What the task asks:
Given the records below, set each one down again exactly as it reads.

Point localization data

_ _ _

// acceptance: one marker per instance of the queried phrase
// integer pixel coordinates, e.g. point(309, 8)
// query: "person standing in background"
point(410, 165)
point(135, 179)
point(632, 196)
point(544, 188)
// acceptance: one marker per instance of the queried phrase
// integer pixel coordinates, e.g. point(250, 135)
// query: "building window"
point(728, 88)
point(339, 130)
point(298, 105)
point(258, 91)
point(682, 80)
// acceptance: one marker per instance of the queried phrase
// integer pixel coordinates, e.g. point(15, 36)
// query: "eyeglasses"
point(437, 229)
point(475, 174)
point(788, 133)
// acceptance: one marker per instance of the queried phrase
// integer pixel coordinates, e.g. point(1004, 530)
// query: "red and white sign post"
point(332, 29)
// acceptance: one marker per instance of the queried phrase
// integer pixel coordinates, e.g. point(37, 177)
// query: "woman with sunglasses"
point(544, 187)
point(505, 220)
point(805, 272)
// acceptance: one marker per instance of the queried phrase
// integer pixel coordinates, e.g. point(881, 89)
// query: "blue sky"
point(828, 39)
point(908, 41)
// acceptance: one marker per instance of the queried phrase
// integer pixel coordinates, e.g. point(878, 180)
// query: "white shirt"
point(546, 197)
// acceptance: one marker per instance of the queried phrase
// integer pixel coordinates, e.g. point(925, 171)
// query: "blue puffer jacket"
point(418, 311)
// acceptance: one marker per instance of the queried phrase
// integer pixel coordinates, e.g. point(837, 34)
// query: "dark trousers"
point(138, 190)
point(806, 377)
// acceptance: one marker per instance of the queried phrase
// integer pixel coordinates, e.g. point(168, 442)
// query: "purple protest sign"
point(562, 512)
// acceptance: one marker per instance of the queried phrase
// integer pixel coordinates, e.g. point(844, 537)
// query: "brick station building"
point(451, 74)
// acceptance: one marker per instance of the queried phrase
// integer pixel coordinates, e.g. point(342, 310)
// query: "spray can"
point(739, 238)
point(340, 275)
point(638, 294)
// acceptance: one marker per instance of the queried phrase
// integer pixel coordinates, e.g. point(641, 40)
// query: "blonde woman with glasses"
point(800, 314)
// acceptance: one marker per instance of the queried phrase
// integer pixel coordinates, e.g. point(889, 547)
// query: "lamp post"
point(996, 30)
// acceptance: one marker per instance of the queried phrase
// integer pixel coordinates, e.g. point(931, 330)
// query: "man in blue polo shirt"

_ _ _

Result of the task:
// acceptance: one marker per instance of the queried phrase
// integer pixel coordinates, e.g. point(309, 8)
// query: "person standing in background"
point(410, 165)
point(135, 179)
point(632, 196)
point(544, 188)
// acceptance: one marker per instance of the queried phrase
// integer pixel coordinates, e.g. point(250, 135)
// query: "building window"
point(728, 88)
point(339, 130)
point(298, 105)
point(258, 91)
point(682, 80)
// acceptance: one marker per instance of the queried phrase
// integer pixel coordinates, e.g. point(15, 36)
// query: "eyeglasses"
point(437, 229)
point(475, 174)
point(788, 133)
// acceptance: one marker per instance of the queried phrase
// integer pixel coordinates, e.g. point(1004, 530)
// query: "red and white sign post"
point(332, 29)
// acceptance: one marker per instance of the queried phrase
// integer pixel coordinates, e.g. point(37, 177)
// query: "woman with sunglasses"
point(544, 187)
point(505, 220)
point(805, 272)
// acceptance: one marker per instance of the queried phrase
// integer pixel coordinates, e.g. point(881, 89)
// query: "blue sky"
point(828, 39)
point(908, 41)
// acceptance: one marker per instance of the queried phrase
// integer pixel coordinates, e.g. point(878, 180)
// query: "white shirt"
point(546, 197)
// acceptance: one marker per instance of the queried phrase
// integer pixel coordinates, e.g. point(925, 171)
// query: "blue puffer jacket"
point(418, 311)
// acceptance: one marker per instance of the queried phrase
// integer pixel coordinates, e.g. point(837, 34)
// query: "dark trousers"
point(138, 190)
point(806, 377)
// acceptance: one marker per instance of the queried phrase
// integer pixel coordinates, e.g. point(168, 442)
// query: "purple protest sign"
point(562, 512)
// acceptance: one marker per instance of the queried phrase
// integer pixel coordinates, e.g. point(844, 537)
// query: "brick station building"
point(451, 74)
// acceptance: one marker per instance of the queried phrase
// integer pixel coordinates, e.g. point(342, 310)
// query: "spray can"
point(739, 238)
point(340, 275)
point(638, 294)
// acceptance: one marker per instance of the queried phrase
// integer pixel coordinates, e.g. point(641, 40)
// query: "blonde woman with glasses"
point(800, 314)
// acceptance: one marker per instance of the queried phrase
// integer pixel coordinates, e.g. point(889, 547)
// query: "lamp post"
point(996, 30)
// acceptance: one marker per instance of the queried phrase
// integer pixel coordinates, e.g. point(931, 330)
// query: "man in blue polo shirt"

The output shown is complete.